SELECTED TEXT:

───

# Does my loft have to be fully enclosed?



## T Kim (Feb 28, 2015)

Hello! I am brand new to keeping pigeons and am so excited about it! A pair of homing pigeons were given to me and I enjoy them so much that we are going to build an actual loft for them and others to come! 

We live in central California so the weather is pretty mild. A general idea is a year round range of lows in the 40's, rare, and highs in the 80's, also rare. I am thinking of building a loft that is 6 x 12 feet in size. I am thinking of dividing it in half so I have the 2 areas That can be used for pairs and babies, etc.... My idea is to have back 3-4 ft made from wood and have front 2-3 ft just wire so they can enjoy the sun. Loft would be ground to 6+ ft in front.

My question is... Do I have to fully enclose the back part of loft? I would rather keep it open and just pull down a tarp in bad weather or partially enclose it so it still gets some light. With my budget, it just seems that to fully enclose it would be so dark and cramped, especially for cleaning... Would love to hear ideas on this. I want to do it right!  Thanks!


----------



## alby68 (Mar 18, 2013)

*Bi-fold doors*

Hi, on my lofts I use bi-fold doors, on the outside of the wire, to either open or close most of the loft to good/open or bad/closed weather. a 36" bi-fold door folds to 18" and then that 18" door folds back completely to expose a 36" piece of wire that was completely covered by the door when it was closed.
so if you left a solid, full height corner on your back corner walls, you could fold the bi-fold door back to it, and expose your 36" of wire.a 6' open wire area would then be possible with two bi-fold doors, one on each side of the back wall. I hope I explained it well enough. You can usually find them free, or low cost, on craigslist.


----------



## T Kim (Feb 28, 2015)

Wow! That's a great idea! Will look into it. Thanks!


----------



## Jay3 (May 4, 2008)

alby68 said:


> Hi, on my lofts I use bi-fold doors, on the outside of the wire, to either open or close most of the loft to good/open or bad/closed weather. a 36" bi-fold door folds to 18" and then that 18" door folds back completely to expose a 36" piece of wire that was completely covered by the door when it was closed.
> so if you left a solid, full height corner on your back corner walls, you could fold the bi-fold door back to it, and expose your 36" of wire.a 6' open wire area would then be possible with two bi-fold doors, one on each side of the back wall. I hope I explained it well enough.

───

DATA SHOWN:
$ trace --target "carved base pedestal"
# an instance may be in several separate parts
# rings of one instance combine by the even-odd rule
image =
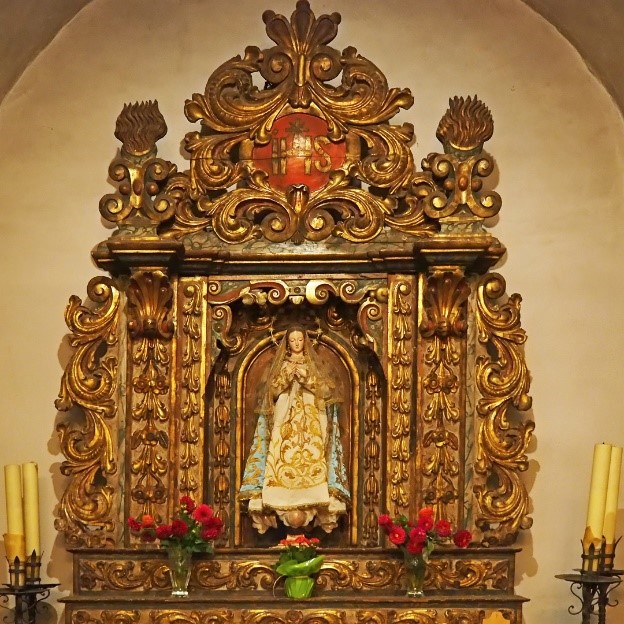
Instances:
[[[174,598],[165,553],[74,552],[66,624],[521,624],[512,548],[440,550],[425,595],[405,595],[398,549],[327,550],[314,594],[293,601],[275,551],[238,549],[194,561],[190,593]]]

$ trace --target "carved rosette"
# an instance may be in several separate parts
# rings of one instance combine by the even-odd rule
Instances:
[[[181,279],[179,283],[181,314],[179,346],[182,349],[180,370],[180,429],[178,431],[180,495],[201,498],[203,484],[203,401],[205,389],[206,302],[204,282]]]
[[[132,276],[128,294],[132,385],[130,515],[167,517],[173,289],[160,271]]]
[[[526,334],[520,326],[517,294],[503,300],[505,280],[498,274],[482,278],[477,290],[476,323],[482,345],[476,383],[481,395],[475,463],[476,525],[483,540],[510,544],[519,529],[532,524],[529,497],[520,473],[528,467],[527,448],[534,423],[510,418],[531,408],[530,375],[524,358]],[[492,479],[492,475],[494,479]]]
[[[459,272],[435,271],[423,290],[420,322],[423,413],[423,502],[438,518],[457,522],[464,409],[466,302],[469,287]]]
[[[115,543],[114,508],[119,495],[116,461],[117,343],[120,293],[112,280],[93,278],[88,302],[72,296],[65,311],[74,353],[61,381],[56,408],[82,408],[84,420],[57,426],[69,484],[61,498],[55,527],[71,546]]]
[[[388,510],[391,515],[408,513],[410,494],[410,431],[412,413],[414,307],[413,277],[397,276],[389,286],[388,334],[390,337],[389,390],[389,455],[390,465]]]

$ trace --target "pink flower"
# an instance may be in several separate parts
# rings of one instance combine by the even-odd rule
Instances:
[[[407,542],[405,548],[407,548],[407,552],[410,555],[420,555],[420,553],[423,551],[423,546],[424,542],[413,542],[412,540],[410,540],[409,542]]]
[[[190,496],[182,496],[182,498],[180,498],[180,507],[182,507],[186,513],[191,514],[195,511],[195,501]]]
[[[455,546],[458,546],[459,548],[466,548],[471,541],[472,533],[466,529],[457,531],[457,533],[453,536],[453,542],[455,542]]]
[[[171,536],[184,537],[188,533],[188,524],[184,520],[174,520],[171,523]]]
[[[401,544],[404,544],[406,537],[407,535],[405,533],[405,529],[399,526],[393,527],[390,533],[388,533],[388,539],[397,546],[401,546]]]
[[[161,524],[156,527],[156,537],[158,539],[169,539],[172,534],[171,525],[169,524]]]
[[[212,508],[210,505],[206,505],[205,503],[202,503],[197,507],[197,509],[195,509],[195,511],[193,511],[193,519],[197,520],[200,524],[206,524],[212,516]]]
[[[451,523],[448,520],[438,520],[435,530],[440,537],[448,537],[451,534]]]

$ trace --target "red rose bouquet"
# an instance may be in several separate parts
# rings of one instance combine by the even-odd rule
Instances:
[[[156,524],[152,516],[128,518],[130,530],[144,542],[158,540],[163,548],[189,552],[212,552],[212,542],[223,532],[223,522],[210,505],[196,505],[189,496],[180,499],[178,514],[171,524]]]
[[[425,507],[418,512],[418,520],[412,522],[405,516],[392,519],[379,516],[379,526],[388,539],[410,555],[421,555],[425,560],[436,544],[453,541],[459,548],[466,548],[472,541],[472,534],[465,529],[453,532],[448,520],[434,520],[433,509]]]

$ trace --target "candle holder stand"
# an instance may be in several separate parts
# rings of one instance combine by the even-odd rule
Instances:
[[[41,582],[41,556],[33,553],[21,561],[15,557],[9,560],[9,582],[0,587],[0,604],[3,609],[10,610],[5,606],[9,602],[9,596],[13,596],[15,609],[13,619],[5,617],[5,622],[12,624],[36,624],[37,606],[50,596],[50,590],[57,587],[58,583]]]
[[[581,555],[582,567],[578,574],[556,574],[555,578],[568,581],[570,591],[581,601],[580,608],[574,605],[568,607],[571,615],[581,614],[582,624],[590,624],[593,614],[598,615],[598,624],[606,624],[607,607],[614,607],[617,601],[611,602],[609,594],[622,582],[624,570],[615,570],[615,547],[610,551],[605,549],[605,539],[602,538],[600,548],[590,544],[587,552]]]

───

GOAL: Pick up the forum thread on enclosing a pigeon loft after its last line and write the part that comes next.

TASK OUTPUT:
What a good idea!


----------



## T Kim (Feb 28, 2015)

*Bi-fold doors*

I really like this idea! Would love to see a pic of the doors on loft if possible. Thanks!


----------



## alby68 (Mar 18, 2013)

*Bi-fold Doors*

Hope they explain themselves. it's a six sided gazebo with one of the six sides solid, and two of the other sides have a fixed/attached solid used door, with the bi-fold door attached to the solid door with hinges. when the two bi-fold sides are closed, I then have three sides of the gazebo that are completely closed. the other three sides of the gazebo are mosquito screened, with 1"x2" heavy wire on the top/outside of the screen material , for animal protection. I have removable screened panels, down low on the side walls of the bi-fold door area, I can put in or take out from the inside of the loft, to keep mosquitos out in the summer, or remove them to let feathers and dander blow out of the loft during non-bug/winter time. click on my website, below the pictures, for more loft ideas. I also mount old sliding glass door panels over the open sides for the winter weather, and take them down in the spring.


----------



## Jay3 (May 4, 2008)

I love the doors. Think that's a great idea. But the heavy wire, because of the large spaces in it will allow snakes, mice and rats to get in. I would use 1/2 inch hardware clothe.


----------



## T Kim (Feb 28, 2015)

*Bifold Doors*

those are really cool! What a great idea, especially for somewhere with a milder climate like I have! Thanks for taking the time to post pics!


----------



## alby68 (Mar 18, 2013)

You are welcome T- good luck with the loft!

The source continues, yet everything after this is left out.